Supplied records:
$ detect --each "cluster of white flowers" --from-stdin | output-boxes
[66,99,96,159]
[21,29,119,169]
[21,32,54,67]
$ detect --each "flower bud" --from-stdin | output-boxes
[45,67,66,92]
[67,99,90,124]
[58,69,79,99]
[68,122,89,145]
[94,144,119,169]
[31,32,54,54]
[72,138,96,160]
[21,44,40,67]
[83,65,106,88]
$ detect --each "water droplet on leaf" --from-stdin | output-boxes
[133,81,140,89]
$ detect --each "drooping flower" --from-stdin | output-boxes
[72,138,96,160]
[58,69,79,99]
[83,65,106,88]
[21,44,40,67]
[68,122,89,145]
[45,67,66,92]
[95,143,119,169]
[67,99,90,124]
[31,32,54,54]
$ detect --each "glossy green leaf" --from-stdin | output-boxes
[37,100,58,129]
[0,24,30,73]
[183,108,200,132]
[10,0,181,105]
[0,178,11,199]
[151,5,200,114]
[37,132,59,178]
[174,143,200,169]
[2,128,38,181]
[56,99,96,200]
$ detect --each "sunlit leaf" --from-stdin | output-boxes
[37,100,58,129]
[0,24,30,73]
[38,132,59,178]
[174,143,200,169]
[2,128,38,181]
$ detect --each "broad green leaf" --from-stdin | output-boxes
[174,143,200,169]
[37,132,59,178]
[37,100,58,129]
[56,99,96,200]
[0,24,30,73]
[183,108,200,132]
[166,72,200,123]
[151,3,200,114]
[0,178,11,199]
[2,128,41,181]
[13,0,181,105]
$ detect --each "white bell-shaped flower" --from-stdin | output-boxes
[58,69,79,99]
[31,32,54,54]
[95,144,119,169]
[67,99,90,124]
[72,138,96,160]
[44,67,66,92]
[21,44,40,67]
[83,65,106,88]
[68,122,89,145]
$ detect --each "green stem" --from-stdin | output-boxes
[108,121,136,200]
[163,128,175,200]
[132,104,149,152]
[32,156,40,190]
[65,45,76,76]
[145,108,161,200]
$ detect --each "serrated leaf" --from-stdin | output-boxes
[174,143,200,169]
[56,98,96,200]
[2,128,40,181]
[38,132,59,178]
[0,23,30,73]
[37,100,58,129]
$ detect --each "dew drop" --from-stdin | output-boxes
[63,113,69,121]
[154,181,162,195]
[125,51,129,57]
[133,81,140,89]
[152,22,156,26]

What is needed: Please render all of the entries above as a two-column CSV with the headers command and output. Give one row per entry, holding its text and its answer, each in a single quoted field with line breaks replaced by spaces.

Completed exercise:
command,output
"$ detect --each ""cluster of white flowers"" --from-stdin | output-boxes","[66,99,96,159] [21,29,119,169] [21,32,54,67]"
"$ detect --each ""flower bud"" --from-stdin | output-boxes","[45,67,66,92] [67,99,90,124] [58,69,79,99] [68,122,89,145] [94,144,119,169] [31,32,54,54] [72,138,96,160] [21,44,40,67] [83,65,106,88]"
"$ detect --each ""water droplet on leaf"" --from-stdin | output-boxes","[133,81,140,89]"
"$ detect --each ""drooping flower"" --from-stdin | output-boxes","[72,138,96,160] [58,69,79,99] [83,65,106,88] [21,44,40,67] [68,122,89,145] [45,67,66,92] [95,143,119,169] [67,99,90,124] [31,32,54,54]"
"$ detect --each ""glossy green leaf"" --from-stdin | output-boxes","[37,100,58,129] [0,24,30,73] [183,108,200,132] [10,0,181,105] [0,178,11,199] [151,5,200,114] [37,132,59,178] [174,143,200,169] [2,128,38,181] [56,99,96,200]"
"$ detect --each ""sunlit leaf"" --from-stdin | output-boxes","[37,100,58,129] [0,24,30,73] [38,132,59,178] [174,143,200,169] [2,128,38,181]"
"$ detect --each ""broad green leaf"" --from-stdin | output-boxes","[174,143,200,169] [37,132,59,178] [37,100,58,129] [56,99,96,200] [0,24,30,73] [183,108,200,132] [166,72,200,123] [151,3,200,114] [0,178,11,199] [2,128,41,181] [13,0,181,105]"
"$ detect --each ""white bell-shaped flower"" --from-stdin | output-boxes","[58,69,79,99] [31,32,54,54] [95,144,119,169] [67,99,90,124] [72,138,96,160] [44,67,66,92] [21,44,40,67] [83,65,106,88] [68,122,89,145]"
"$ detect --each ""green stem"" --from-stdin | output-boxes","[108,121,136,200] [163,128,175,200] [132,104,149,152] [32,156,40,190] [65,45,76,76] [145,108,161,200]"
"$ detect --each ""serrated leaf"" --from-stdin | output-boxes","[174,143,200,169] [56,98,96,200] [2,128,40,181] [38,132,59,178] [0,23,30,73] [37,100,58,129]"
"$ detect --each ""dew drop"" --from-stdin | output-boxes","[63,113,69,121] [154,181,162,195] [125,51,129,57] [133,81,140,89] [152,22,156,26]"